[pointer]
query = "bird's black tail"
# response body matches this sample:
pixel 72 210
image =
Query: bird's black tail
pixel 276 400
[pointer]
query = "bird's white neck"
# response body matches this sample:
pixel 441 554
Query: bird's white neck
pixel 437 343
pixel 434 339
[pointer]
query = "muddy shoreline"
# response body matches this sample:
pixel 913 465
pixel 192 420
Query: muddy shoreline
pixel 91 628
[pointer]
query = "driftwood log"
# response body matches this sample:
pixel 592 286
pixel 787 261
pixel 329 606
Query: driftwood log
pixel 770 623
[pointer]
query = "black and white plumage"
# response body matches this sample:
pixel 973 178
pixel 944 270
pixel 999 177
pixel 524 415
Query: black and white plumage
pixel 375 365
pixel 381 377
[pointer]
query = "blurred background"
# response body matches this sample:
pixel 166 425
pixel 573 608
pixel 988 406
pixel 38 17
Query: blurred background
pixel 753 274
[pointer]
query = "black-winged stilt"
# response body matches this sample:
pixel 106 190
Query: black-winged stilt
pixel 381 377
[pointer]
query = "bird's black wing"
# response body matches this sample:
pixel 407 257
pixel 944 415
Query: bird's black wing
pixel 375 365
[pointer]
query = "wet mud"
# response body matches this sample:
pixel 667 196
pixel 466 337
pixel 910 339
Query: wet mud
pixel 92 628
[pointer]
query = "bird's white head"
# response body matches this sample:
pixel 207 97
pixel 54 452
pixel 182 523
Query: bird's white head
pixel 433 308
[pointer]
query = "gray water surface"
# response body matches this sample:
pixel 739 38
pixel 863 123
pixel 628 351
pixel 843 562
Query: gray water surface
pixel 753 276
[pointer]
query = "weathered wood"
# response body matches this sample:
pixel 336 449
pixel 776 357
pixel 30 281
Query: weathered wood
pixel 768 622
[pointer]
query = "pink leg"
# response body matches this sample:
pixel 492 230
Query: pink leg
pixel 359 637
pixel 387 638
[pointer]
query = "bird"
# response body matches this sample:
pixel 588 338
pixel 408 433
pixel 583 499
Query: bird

++++++++++++++++++++

• The problem
The answer must be every entry, reproduced exactly.

• Problem solution
[pointer]
query = "bird's black tail"
# response body matches this sample:
pixel 72 210
image =
Query: bird's black tail
pixel 276 400
[pointer]
query = "bird's white neck"
# response body matches this sample:
pixel 441 554
Query: bird's white neck
pixel 437 343
pixel 434 339
[pointer]
query = "muddy shoreline"
# response body matches this sample:
pixel 913 465
pixel 192 420
Query: muddy shoreline
pixel 91 628
[pointer]
query = "driftwood log"
# response body matches this sample:
pixel 592 286
pixel 787 261
pixel 329 606
Query: driftwood log
pixel 770 623
[pointer]
query = "black and white plumage"
# response body matches this sample:
pixel 973 178
pixel 944 270
pixel 999 177
pixel 524 415
Query: black and white plumage
pixel 375 365
pixel 381 377
[pointer]
query = "blurred background"
# response body matches this sample:
pixel 166 425
pixel 573 608
pixel 988 406
pixel 38 17
Query: blurred background
pixel 753 274
[pointer]
query = "black-winged stilt"
# response body matches this sample:
pixel 106 190
Query: black-winged stilt
pixel 381 377
[pointer]
query = "bird's black wing"
# response body matches this sample:
pixel 407 257
pixel 944 415
Query: bird's black wing
pixel 375 365
[pointer]
query = "wet mud"
# response body matches this sample:
pixel 667 196
pixel 466 337
pixel 910 339
Query: wet mud
pixel 92 628
[pointer]
query = "bird's white head"
# response body matches this sample:
pixel 207 97
pixel 54 452
pixel 182 523
Query: bird's white head
pixel 433 308
[pointer]
query = "gray water surface"
# response body matches this sample:
pixel 739 38
pixel 863 123
pixel 628 351
pixel 843 562
Query: gray water surface
pixel 753 276
[pointer]
query = "weathered wood"
# response body matches this sample:
pixel 336 449
pixel 776 357
pixel 30 281
Query: weathered wood
pixel 768 622
[pointer]
query = "pink leg"
# response body matches this sample:
pixel 492 230
Query: pink leg
pixel 359 637
pixel 387 638
[pointer]
query = "bird"
# response body matches this sample:
pixel 588 338
pixel 408 433
pixel 583 499
Query: bird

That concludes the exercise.